## START

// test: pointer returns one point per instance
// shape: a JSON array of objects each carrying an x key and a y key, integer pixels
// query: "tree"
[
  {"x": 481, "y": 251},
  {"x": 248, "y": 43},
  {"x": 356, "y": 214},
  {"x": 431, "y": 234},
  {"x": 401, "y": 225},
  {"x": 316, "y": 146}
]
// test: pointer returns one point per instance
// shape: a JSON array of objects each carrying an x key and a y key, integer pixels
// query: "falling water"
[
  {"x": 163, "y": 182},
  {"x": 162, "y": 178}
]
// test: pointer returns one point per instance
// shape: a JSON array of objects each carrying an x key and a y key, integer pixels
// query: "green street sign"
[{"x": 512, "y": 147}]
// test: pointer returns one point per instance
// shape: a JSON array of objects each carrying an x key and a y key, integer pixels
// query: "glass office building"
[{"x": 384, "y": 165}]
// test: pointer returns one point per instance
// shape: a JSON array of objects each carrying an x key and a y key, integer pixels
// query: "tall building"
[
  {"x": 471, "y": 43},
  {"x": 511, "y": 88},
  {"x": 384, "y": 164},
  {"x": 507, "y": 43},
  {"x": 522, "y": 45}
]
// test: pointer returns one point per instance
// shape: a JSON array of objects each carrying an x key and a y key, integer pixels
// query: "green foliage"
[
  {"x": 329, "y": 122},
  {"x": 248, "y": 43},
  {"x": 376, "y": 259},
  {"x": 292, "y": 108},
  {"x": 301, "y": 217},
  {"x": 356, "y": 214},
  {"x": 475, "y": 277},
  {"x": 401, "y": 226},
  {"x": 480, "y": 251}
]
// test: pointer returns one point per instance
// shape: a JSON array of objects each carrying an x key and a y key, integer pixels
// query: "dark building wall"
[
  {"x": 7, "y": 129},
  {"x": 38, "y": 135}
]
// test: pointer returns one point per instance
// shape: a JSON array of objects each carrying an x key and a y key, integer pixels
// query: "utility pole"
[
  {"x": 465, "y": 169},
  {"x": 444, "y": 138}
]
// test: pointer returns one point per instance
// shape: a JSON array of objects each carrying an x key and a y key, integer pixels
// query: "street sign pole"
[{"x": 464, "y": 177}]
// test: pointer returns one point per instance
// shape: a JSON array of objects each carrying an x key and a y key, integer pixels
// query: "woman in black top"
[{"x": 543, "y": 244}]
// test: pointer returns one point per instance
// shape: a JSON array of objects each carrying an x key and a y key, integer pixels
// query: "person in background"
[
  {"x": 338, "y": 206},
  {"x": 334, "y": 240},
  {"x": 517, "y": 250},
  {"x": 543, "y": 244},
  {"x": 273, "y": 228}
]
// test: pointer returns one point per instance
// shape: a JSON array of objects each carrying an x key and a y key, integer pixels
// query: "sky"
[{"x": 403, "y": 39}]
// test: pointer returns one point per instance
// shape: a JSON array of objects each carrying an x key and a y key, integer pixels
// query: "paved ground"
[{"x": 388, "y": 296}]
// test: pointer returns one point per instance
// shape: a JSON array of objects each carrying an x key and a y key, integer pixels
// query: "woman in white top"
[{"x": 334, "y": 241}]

## END

* _Required task_
Each record above should be repeated exactly as it appears.

* _Task result_
// test: pointer returns one point per instance
// shape: a JSON array of objects each carrying an x key and a y key, integer pixels
// query: "tree"
[
  {"x": 481, "y": 251},
  {"x": 248, "y": 43},
  {"x": 356, "y": 214},
  {"x": 431, "y": 234},
  {"x": 401, "y": 225},
  {"x": 316, "y": 146}
]
// test: pointer returns one point per instance
// shape: a JSON array of objects each carrying an x key and a y key, integer pixels
// query: "falling water"
[
  {"x": 163, "y": 182},
  {"x": 162, "y": 178}
]
// test: pointer returns one point per instance
// shape: a JSON array of objects each carrying an x key and a y key, integer pixels
// query: "green street sign"
[{"x": 512, "y": 147}]
// test: pointer returns one point per instance
// shape: a JSON array of objects each carrying an x key and a y key, integer pixels
// query: "glass office building"
[{"x": 384, "y": 165}]
// test: pointer returns one point per instance
// shape: a JSON array of objects each carrying an x key and a y key, integer pixels
// query: "tall building"
[
  {"x": 471, "y": 43},
  {"x": 511, "y": 88},
  {"x": 384, "y": 164},
  {"x": 507, "y": 43},
  {"x": 522, "y": 45}
]
// test: pointer returns one point per instance
// shape: a JSON array of objects each carrying an x key and a y key, integer pixels
// query: "green foliage"
[
  {"x": 329, "y": 122},
  {"x": 248, "y": 43},
  {"x": 376, "y": 259},
  {"x": 292, "y": 108},
  {"x": 301, "y": 217},
  {"x": 356, "y": 214},
  {"x": 475, "y": 277},
  {"x": 401, "y": 226},
  {"x": 480, "y": 251}
]
// test: pointer returns one point per instance
// shape: a JSON array of objects each carrying an x key and a y key, integer pixels
// query: "dark building wall"
[
  {"x": 7, "y": 129},
  {"x": 38, "y": 135}
]
// test: pointer returns one point per instance
// shape: a JSON array of objects each carrying an x key and a y key, integer pixels
// query: "utility pole"
[
  {"x": 465, "y": 169},
  {"x": 444, "y": 138}
]
// test: pointer returns one point per instance
// shape: a JSON array of objects each carrying an x key and a y key, integer pixels
// query: "street sign pole"
[{"x": 464, "y": 177}]
// test: pointer returns one point per instance
// shape: a JSON array of objects each carrying an x key and a y key, integer pixels
// query: "woman in black top"
[{"x": 543, "y": 244}]
// test: pointer returns one point per instance
// shape: a JSON array of objects each carrying an x key and a y key, integer pixels
// query: "person in background"
[
  {"x": 338, "y": 206},
  {"x": 334, "y": 240},
  {"x": 517, "y": 250},
  {"x": 543, "y": 244},
  {"x": 273, "y": 228}
]
// test: pointer returns one point per instance
// shape: a JSON array of objects each carrying an x key and a y key, integer pixels
// query: "sky"
[{"x": 403, "y": 39}]
// test: pointer returns one point per instance
// shape: a JSON array of objects each carrying an x key and a y key, integer pixels
// query: "paved ground"
[{"x": 388, "y": 296}]
// test: pointer returns one point per instance
// shape: a JSON array of objects each carrying an x key and a y key, integer pixels
// query: "woman in white top"
[{"x": 334, "y": 241}]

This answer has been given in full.